━━━━━ Provided information

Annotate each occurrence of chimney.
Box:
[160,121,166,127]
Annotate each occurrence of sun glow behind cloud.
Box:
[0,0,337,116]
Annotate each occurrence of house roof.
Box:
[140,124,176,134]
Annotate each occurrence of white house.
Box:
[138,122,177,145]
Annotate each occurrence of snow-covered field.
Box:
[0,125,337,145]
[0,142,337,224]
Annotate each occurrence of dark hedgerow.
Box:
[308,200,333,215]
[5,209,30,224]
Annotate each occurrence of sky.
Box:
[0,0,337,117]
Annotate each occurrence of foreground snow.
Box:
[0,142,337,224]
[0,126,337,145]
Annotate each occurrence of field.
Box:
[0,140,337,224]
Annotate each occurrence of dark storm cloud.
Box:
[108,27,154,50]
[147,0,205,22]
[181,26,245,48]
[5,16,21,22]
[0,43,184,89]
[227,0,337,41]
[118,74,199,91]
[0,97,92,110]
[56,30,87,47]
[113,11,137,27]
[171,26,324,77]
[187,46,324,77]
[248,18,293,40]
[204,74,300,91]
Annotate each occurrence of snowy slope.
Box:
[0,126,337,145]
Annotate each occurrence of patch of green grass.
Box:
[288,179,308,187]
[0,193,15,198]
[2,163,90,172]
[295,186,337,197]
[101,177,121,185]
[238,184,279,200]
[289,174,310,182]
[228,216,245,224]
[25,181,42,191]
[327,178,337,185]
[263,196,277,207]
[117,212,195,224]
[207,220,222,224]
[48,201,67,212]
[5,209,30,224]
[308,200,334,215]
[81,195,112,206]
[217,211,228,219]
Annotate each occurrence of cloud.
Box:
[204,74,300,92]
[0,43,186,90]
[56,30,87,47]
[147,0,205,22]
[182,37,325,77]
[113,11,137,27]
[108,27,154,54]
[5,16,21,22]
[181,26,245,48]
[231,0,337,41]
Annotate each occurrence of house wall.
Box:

━━━━━━━━━━

• Given request
Copy every line of the records above word for word, with nothing changed or left out.

• Answer to this exercise
Annotate each occurrence of chimney.
Box:
[160,121,166,127]
Annotate each occurrence of sun glow behind cloud.
Box:
[0,0,337,116]
Annotate each occurrence of house roof.
Box:
[140,124,176,134]
Annotate each occurrence of white house.
Box:
[138,122,177,145]
Annotate each occurrence of snow-covered field.
Box:
[0,125,337,145]
[0,142,337,224]
Annotate each occurrence of dark hedgerow.
Box:
[308,200,333,215]
[5,209,30,224]
Annotate each occurrence of sky.
Box:
[0,0,337,117]
Annotate each occurrence of foreground snow.
Box:
[0,142,337,224]
[0,126,337,145]
Annotate each occurrence of field.
Box:
[0,140,337,224]
Annotate each occurrence of dark storm cloud.
Box:
[108,27,154,50]
[147,0,205,22]
[181,26,245,48]
[5,16,21,22]
[0,43,184,89]
[227,0,337,41]
[118,74,199,91]
[0,97,92,110]
[56,30,87,47]
[113,11,137,27]
[171,26,324,77]
[187,46,324,77]
[248,18,293,40]
[204,74,300,91]
Annotate each occurrence of snowy slope.
Box:
[0,126,337,145]
Annotate each occurrence of patch of green grass.
Box:
[288,179,308,187]
[0,193,15,198]
[2,163,90,172]
[295,186,337,197]
[101,177,121,185]
[238,184,279,200]
[289,174,310,182]
[228,216,245,224]
[25,181,42,191]
[327,178,337,185]
[263,196,277,207]
[117,212,195,224]
[207,220,222,224]
[48,201,67,212]
[5,209,30,224]
[308,200,334,215]
[81,195,112,206]
[217,211,228,219]
Annotate each occurrence of cloud.
Box:
[204,74,300,92]
[0,43,186,90]
[56,30,87,47]
[147,0,205,22]
[182,37,325,77]
[113,11,137,27]
[108,27,154,54]
[5,16,21,22]
[181,26,245,48]
[231,0,337,41]
Annotate each occurrence of house wall.
Box:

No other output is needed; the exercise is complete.